[Instructions to follow] Copy out every line of the material, starting with the line that contains "of the blurred" and going on through the end of the material, and shift each coordinate by -30.

[Information supplied]
((

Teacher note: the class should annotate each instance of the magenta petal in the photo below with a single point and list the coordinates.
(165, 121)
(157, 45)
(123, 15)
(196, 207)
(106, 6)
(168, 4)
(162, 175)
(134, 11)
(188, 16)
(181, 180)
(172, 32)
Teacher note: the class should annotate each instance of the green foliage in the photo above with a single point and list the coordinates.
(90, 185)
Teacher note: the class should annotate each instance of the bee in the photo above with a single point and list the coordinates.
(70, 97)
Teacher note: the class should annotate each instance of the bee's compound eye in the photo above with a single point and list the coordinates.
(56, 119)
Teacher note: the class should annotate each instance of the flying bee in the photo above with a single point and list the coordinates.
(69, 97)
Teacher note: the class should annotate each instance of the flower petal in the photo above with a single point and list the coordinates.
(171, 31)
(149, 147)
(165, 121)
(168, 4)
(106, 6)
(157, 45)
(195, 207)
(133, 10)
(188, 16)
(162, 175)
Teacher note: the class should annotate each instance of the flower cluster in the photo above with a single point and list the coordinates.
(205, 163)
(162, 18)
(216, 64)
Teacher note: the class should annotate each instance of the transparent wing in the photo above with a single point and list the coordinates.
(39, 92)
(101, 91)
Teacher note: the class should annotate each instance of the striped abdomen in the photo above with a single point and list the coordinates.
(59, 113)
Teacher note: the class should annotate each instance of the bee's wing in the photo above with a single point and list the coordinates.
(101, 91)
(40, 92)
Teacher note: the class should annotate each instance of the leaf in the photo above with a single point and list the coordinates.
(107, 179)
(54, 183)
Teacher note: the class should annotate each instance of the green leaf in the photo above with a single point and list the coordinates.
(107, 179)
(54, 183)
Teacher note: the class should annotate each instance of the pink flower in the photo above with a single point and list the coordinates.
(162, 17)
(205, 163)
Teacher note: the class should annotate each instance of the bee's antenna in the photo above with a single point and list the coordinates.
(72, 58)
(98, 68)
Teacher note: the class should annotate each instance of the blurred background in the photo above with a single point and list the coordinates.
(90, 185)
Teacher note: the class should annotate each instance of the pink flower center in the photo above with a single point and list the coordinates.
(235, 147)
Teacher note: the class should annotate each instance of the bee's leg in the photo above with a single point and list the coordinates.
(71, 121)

))

[Correct output]
Teacher note: the class should annotate each instance of the blurred background in the photo above with a single point and list the coordinates.
(60, 155)
Teacher note: the class should annotate each instance of the pink flower center in the photo above with a single point and list the coordinates.
(205, 117)
Teacher note: the class should annotate each instance of the bee's leg in the photo above with a single point and list the coordinates.
(41, 91)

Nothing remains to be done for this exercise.